Stated exercise: From the records below, pick out and copy every line containing the string "wheel". Case counts.

Materials provided:
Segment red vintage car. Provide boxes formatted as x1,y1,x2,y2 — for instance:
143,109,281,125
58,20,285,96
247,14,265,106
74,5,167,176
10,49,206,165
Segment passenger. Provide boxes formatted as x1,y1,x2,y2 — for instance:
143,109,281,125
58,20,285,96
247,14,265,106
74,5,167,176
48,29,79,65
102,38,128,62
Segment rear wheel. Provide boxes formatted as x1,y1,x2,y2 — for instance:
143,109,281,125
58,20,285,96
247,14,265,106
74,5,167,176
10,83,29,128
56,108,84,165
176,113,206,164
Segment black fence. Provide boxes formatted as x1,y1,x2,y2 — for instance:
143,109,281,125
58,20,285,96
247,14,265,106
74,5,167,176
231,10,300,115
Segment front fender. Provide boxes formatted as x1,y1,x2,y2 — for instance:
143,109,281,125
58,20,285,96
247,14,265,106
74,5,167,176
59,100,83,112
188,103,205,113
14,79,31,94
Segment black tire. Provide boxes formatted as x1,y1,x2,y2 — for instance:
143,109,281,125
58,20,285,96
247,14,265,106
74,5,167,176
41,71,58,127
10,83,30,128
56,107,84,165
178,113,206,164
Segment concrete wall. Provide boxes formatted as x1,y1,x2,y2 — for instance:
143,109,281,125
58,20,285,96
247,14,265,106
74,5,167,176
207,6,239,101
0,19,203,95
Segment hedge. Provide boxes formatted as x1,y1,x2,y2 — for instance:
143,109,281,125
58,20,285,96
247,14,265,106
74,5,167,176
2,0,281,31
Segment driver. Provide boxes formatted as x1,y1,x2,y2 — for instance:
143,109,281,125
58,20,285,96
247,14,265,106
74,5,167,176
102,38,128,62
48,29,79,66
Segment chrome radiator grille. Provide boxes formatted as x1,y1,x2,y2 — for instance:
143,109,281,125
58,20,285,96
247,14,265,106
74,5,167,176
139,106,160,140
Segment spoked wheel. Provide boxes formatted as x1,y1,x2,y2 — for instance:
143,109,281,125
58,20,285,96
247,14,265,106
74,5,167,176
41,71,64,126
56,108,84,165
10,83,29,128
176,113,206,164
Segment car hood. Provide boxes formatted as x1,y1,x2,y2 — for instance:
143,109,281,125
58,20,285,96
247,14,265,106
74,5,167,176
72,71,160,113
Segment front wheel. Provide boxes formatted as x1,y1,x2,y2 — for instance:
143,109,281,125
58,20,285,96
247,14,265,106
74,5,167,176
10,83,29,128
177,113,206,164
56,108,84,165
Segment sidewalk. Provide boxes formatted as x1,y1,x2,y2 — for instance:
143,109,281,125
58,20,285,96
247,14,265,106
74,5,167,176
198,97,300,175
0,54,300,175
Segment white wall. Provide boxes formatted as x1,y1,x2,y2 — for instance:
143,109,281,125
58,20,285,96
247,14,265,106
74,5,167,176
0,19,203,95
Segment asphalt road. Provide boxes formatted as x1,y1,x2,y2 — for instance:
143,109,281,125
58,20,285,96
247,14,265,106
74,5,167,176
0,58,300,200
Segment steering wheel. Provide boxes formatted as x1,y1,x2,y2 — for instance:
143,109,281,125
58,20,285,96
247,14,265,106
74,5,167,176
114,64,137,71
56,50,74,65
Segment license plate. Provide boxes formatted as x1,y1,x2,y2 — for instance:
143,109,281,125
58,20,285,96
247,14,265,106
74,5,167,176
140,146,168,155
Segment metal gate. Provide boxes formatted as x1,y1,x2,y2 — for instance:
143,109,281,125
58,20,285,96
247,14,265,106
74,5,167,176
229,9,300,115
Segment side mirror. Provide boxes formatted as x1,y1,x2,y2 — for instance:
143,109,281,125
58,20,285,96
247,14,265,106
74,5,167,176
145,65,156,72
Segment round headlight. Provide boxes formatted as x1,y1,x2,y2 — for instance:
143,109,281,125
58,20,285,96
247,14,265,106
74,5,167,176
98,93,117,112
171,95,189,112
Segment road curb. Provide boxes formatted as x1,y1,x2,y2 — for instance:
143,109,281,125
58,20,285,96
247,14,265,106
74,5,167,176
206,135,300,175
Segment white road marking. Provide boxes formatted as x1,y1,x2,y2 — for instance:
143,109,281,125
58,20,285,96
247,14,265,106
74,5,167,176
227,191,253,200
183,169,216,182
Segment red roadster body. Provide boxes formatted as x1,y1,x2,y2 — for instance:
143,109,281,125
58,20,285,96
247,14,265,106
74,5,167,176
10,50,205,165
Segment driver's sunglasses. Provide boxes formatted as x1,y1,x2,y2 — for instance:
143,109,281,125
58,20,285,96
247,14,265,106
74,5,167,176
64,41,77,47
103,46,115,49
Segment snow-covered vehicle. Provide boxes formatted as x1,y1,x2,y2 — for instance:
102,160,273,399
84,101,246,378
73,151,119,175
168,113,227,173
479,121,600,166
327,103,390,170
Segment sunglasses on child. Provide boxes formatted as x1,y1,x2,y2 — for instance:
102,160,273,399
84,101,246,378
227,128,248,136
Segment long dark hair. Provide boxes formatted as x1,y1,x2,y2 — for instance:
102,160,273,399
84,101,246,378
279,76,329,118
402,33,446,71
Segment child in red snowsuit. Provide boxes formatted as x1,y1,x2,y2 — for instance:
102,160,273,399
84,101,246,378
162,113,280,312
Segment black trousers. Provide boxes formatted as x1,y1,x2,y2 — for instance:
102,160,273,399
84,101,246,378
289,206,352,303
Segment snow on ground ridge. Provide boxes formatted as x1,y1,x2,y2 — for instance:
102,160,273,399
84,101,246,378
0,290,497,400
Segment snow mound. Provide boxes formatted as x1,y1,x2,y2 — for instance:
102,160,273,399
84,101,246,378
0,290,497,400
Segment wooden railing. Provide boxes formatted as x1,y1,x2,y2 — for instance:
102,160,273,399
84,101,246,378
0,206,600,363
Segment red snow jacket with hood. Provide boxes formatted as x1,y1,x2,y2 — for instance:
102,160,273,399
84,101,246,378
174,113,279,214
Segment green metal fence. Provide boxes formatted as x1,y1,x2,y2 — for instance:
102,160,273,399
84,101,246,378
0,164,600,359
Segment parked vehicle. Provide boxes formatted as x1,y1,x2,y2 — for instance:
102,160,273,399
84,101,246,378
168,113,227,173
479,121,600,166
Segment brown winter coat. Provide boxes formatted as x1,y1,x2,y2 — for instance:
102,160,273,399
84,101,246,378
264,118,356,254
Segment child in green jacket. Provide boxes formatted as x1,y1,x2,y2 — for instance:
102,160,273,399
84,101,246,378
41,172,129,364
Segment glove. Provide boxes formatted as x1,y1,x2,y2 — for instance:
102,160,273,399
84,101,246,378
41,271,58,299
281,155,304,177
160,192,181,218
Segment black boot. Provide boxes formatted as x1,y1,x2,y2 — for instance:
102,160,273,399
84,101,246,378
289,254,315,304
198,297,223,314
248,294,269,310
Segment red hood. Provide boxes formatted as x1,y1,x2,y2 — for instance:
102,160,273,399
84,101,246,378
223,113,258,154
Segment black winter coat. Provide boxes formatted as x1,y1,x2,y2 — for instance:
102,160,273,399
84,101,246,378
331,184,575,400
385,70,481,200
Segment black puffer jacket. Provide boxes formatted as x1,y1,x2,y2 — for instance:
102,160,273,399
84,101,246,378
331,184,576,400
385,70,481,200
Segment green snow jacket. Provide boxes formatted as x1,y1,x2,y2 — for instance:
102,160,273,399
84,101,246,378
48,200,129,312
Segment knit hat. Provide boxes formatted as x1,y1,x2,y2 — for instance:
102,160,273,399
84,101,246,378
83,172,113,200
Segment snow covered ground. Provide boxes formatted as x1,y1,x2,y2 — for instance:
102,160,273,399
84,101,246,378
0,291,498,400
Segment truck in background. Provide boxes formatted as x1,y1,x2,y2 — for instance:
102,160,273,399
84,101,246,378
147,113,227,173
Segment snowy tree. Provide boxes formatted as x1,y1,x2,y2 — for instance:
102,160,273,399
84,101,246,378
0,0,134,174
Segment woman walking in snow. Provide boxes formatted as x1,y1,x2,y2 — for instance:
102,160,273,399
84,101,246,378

Solution:
Segment rear wheel. Provide boxes formatted as x1,y1,x2,y2 — for instance:
Segment spoked wheel. Provide boxes formatted as x1,y1,x2,y2 — for instance:
Segment front wheel. Provide boxes formatted as x1,y1,x2,y2 — for instance:
Segment steering wheel. Provide boxes formatted as x1,y1,x2,y2 — for instance:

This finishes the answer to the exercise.